◆ **GIVEN PASSAGE**:
%%

GPS-enabled microchips could help track patients with dementia and other serious conditions

Published: 6-Sep-2018

Firm reveals plans for chip triggered by body heat and designed to record vital signs

A firm specialising in vending machines is working on a new innovation that will use GPS to track patients with dementia and other serious medical conditions.

Three Square Market’s invention will use a GPS-enabled chip which would be body-heat activated and also have voice recognition and the ability to track vital signs. This would prove useful for a number of medical conditions, including heart disease, dementia, Parkinson’s Disease, Huntington’s Disease, Pick’s Disease, Creutzfeldt-Jakob Disease, and Wernicke-Korsakoff Syndrome.

The company’s main business is developing and selling mini self-service kiosks to employers for placement in their break rooms.

But the company began attracting media attention last year when it announced it had microchipped its employees so they could operate a locked door or a vending machine by waving their hand at it rather than with a chip-embedded card.

It has now set up a separate chip business, Three Square Chip, but the chip itself will be manufactured by a third party in the US.

Three Square Chip’s website says the chip will have capabilities to store a patient’s medical and personal information and provide security and tracking of prescription drug access, in addition to non-medical uses.

Company president, Patrick McMullan, said dementia patients would only have the chip inserted if they could give informed consent.

“I’m not interested in tracking people,” he said. “I’m interested in providing a useful tool for dementia patients.”

%%

◆ **DATASET EXTRACT**:
%%

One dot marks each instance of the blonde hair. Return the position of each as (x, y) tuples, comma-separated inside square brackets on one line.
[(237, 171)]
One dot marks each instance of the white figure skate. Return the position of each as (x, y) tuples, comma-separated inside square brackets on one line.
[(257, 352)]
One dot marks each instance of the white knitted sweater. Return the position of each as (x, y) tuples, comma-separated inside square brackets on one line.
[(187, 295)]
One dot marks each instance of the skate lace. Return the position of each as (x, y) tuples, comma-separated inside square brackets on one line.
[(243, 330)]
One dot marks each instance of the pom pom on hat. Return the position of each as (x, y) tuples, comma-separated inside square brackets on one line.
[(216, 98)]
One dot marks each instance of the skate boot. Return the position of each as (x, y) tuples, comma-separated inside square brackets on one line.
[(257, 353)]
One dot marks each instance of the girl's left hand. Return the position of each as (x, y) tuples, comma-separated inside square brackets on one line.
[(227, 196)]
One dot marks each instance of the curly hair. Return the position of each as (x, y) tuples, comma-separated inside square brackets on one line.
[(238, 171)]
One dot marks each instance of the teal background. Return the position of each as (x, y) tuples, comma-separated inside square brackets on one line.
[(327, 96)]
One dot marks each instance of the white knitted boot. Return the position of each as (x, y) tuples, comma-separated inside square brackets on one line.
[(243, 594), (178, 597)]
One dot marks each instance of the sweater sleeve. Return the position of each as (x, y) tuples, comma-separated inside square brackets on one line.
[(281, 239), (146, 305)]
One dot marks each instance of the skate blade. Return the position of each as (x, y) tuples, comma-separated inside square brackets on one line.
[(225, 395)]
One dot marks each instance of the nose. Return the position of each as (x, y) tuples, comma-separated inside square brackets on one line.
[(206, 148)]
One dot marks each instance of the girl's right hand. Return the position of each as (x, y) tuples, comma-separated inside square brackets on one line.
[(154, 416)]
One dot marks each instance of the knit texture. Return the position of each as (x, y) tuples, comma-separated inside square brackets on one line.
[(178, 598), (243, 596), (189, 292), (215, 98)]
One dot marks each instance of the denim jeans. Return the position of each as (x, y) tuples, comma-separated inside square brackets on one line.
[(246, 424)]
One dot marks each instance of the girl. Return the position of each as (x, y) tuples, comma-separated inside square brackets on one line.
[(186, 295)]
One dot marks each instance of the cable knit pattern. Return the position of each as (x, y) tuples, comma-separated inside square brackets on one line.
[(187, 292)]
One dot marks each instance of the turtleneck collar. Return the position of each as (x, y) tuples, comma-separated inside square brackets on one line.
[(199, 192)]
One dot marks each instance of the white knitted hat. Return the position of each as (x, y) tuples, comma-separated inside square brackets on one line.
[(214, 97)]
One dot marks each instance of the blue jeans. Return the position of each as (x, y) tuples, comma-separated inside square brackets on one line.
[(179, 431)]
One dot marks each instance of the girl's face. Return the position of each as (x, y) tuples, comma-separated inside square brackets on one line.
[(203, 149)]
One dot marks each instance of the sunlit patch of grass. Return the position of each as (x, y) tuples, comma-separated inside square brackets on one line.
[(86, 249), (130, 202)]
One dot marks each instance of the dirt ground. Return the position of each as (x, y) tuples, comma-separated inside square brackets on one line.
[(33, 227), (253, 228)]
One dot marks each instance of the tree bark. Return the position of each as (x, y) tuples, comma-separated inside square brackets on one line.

%%

◆ **TASKS TO CARRY OUT**:
1. Reproduce the microchip article verbatim, starting with "A firm specialising" and going on through "serious medical conditions.".
2. Decide whether each statement agrees with the microchip article, answering yes or no and quoting the words that decide it: (a) Three Square Market will manufacture the chip itself. (b) The chip would be activated by body heat. (c) Dementia patients would have the chip inserted only if they could give informed consent.
3. List every medical condition that the microchip article names as one for which the chip would prove useful.
The records come from a separate source.

◆ **SOLVED TASKS**:
1.
A firm specialising in vending machines is working on a new innovation that will use GPS to track patients with dementia and other serious medical conditions.

2.
(a) No: "the chip itself will be manufactured by a third party in the US."
(b) Yes: "a GPS-enabled chip which would be body-heat activated"
(c) Yes: "dementia patients would only have the chip inserted if they could give informed consent."

3. heart disease, dementia, Parkinson's Disease, Huntington's Disease, Pick's Disease, Creutzfeldt-Jakob Disease, Wernicke-Korsakoff Syndrome